### Written exercise
Please edit the records below so that "innermost point" becomes "central point" everywhere, keeping every other character the same.

(Object point labels)

>>>

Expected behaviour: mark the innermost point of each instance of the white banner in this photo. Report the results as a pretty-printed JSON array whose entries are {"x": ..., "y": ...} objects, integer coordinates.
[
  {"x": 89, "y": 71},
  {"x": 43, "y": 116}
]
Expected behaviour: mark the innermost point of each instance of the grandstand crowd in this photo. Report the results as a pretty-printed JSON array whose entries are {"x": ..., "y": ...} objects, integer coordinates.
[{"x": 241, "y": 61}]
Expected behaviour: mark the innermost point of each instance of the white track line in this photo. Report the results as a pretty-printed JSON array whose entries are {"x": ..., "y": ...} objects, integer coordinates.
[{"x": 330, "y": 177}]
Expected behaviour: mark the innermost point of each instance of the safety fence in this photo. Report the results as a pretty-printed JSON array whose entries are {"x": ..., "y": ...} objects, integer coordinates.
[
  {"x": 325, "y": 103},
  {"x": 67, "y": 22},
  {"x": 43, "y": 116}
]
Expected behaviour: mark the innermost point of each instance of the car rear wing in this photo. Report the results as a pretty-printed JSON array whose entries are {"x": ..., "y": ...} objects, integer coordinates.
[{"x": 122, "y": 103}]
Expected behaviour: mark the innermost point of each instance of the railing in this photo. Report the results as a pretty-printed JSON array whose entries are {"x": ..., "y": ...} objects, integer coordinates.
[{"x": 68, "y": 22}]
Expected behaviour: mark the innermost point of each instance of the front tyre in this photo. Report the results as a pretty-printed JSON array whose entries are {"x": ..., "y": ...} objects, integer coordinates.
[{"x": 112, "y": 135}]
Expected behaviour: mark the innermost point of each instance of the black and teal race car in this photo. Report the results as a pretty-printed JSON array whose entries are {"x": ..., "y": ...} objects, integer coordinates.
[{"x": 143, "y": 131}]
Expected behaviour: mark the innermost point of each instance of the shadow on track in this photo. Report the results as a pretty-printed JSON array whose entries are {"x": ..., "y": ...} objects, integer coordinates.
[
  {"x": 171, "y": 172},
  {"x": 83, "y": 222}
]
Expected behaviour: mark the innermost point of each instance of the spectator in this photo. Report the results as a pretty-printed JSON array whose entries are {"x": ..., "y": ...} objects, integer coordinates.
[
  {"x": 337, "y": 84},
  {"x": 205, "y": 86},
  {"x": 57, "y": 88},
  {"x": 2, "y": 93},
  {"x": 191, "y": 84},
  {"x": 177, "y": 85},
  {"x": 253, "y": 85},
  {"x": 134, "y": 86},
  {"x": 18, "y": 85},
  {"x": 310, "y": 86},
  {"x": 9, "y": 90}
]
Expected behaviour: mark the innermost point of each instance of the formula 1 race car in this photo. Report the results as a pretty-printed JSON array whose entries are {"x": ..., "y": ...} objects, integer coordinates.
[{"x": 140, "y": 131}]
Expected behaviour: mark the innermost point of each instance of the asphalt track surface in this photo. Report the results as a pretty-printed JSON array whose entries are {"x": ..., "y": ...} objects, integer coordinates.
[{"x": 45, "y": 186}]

<<<

### Finished answer
Expected behaviour: mark the central point of each instance of the white banner in this photo. Report the results as a pretty-printed JSON array whose entries are {"x": ..., "y": ...} objects, integer coordinates.
[
  {"x": 89, "y": 71},
  {"x": 43, "y": 116}
]
Expected behaviour: mark the central point of each instance of the grandstand crowd in this photo. Report the results as a pretty-printed JSON array whose entries are {"x": ..., "y": ...} objects, integer coordinates.
[{"x": 241, "y": 61}]
Expected behaviour: mark the central point of each instance of the white track line in this photo. Report the results as a pretty-printed JSON array whose entries are {"x": ..., "y": ...} objects, integer coordinates.
[{"x": 330, "y": 177}]
Expected behaviour: mark the central point of each instance of the safety fence in this photo. Report the results as a pretty-printed JSON array whose entries are {"x": ..., "y": ...} objects, integer coordinates.
[
  {"x": 325, "y": 103},
  {"x": 67, "y": 22},
  {"x": 43, "y": 116}
]
Expected behaviour: mark the central point of each instance of the car rear wing in this photo. Report the results as a pretty-printed JSON array whose entries are {"x": ..., "y": ...} objects, integer coordinates.
[{"x": 122, "y": 103}]
Expected behaviour: mark the central point of each instance of the railing in this photo. Report the results as a pretty-printed JSON array whose entries are {"x": ..., "y": ...} objects, integer coordinates.
[{"x": 68, "y": 22}]
Expected behaviour: mark the central point of each instance of the front tyre in this photo. Report the results as a pretty-printed JSON array whose entries are {"x": ..., "y": ...} objects, integer coordinates.
[{"x": 112, "y": 135}]
Expected behaviour: mark the central point of each instance of the black and teal race car in this photo. Report the results as a pretty-printed JSON array whose entries are {"x": ..., "y": ...} objects, integer coordinates.
[{"x": 143, "y": 131}]
Expected behaviour: mark the central point of each instance of the shadow on track in this photo. Report the results as a pretty-printed JSON array whose entries are {"x": ..., "y": ...} objects, integer coordinates.
[
  {"x": 171, "y": 172},
  {"x": 83, "y": 222}
]
Expected behaviour: mark the central point of each instance of the spectator in this photo. Report the results as a pretty-printed JSON array whose entries are {"x": ..., "y": ...} objects, integer coordinates.
[
  {"x": 337, "y": 84},
  {"x": 205, "y": 86},
  {"x": 57, "y": 88},
  {"x": 2, "y": 93},
  {"x": 191, "y": 84},
  {"x": 177, "y": 85},
  {"x": 253, "y": 85},
  {"x": 134, "y": 86},
  {"x": 18, "y": 85},
  {"x": 310, "y": 86},
  {"x": 9, "y": 90}
]
Expected behaviour: mark the central point of each instance of the formula 1 race car in this photo. Report the results as a pretty-printed JSON array whose entries are {"x": ..., "y": ...} objects, integer coordinates.
[{"x": 140, "y": 131}]
Expected behaviour: mark the central point of each instance of the asphalt track surface in this photo. Report the results as a pretty-printed JSON array whose entries are {"x": ..., "y": ...} objects, integer coordinates.
[{"x": 45, "y": 186}]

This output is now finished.